Input for this task:
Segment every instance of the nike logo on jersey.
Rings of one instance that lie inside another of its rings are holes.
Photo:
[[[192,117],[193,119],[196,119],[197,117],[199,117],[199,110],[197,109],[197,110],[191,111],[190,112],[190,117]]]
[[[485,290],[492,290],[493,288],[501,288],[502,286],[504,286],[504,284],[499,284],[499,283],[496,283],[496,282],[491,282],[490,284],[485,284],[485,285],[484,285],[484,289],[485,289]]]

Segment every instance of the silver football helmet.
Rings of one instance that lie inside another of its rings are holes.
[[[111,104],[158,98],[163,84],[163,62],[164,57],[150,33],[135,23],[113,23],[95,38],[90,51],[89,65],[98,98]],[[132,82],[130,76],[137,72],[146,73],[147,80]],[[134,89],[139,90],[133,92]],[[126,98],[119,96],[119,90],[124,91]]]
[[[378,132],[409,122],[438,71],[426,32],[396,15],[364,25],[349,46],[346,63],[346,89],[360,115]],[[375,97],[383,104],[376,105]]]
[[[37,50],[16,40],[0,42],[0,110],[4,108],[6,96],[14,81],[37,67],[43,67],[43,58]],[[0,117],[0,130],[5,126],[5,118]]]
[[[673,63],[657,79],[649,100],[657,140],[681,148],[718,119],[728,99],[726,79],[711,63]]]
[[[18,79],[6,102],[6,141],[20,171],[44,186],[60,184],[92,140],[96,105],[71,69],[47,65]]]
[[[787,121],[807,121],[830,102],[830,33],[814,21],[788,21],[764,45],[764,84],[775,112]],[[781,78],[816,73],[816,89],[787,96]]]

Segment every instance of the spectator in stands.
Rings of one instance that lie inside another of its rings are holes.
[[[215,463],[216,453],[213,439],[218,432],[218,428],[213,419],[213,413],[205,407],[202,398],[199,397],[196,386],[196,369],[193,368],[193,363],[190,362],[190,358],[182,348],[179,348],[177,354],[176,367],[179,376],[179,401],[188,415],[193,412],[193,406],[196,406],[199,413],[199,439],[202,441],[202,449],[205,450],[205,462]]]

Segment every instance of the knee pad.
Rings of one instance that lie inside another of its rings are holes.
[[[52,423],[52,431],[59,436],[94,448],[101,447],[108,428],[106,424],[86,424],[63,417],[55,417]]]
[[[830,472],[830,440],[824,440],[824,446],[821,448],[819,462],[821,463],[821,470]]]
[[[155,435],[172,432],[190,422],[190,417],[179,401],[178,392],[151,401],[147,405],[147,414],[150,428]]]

Instructions for the task: Restate every line of the data word for word.

Finished task:
Segment every instance of the nike logo on jersey.
Rings of one instance that lie inside another of its rings are holes.
Photo:
[[[192,117],[193,119],[196,119],[197,117],[199,117],[199,110],[197,109],[197,110],[191,111],[190,112],[190,117]]]
[[[485,290],[492,290],[493,288],[501,288],[502,286],[504,286],[504,284],[499,284],[499,283],[496,283],[496,282],[491,282],[490,284],[485,284],[485,285],[484,285],[484,289],[485,289]]]

Segment every instance of the silver football helmet.
Rings of one instance that lie inside another of its rings are holes.
[[[111,104],[158,98],[163,84],[163,62],[164,57],[150,33],[135,23],[113,23],[95,38],[90,51],[89,65],[98,98]],[[132,82],[130,76],[137,72],[146,73],[147,80]],[[134,89],[139,90],[133,92]],[[126,98],[119,96],[119,90],[124,91]]]
[[[378,132],[409,122],[438,71],[426,32],[396,15],[364,25],[349,46],[346,63],[346,89],[360,115]],[[375,97],[383,104],[376,105]]]
[[[37,50],[16,40],[0,42],[0,110],[4,108],[6,96],[14,81],[37,67],[43,67],[43,58]],[[0,117],[0,130],[5,126],[5,118]]]
[[[673,63],[657,79],[649,100],[657,140],[681,148],[718,119],[728,99],[726,79],[711,63]]]
[[[18,79],[6,102],[6,141],[20,171],[44,186],[60,184],[92,140],[96,105],[71,69],[47,65]]]
[[[787,121],[807,121],[830,102],[830,33],[814,21],[788,21],[764,45],[764,84],[775,112]],[[781,78],[816,73],[816,89],[787,96]]]

Segment every instance of the spectator in stands.
Rings of one instance that lie inside another of its rings are holes.
[[[215,463],[216,453],[213,439],[218,432],[218,428],[213,419],[213,413],[205,407],[202,398],[199,397],[196,386],[196,369],[193,368],[193,363],[190,362],[190,358],[182,348],[179,348],[177,354],[176,367],[179,376],[179,401],[188,415],[193,412],[193,406],[196,406],[199,413],[199,439],[202,441],[202,449],[205,450],[205,462]]]

Segment every instance of the knee pad.
Rings of one instance that lie inside another of its rings are holes.
[[[52,423],[52,431],[59,436],[94,448],[101,447],[108,428],[106,424],[86,424],[63,417],[55,417]]]
[[[830,472],[830,440],[824,440],[824,446],[821,448],[819,462],[821,463],[821,470]]]
[[[155,435],[172,432],[190,422],[190,417],[179,401],[178,392],[151,401],[147,405],[147,414],[150,428]]]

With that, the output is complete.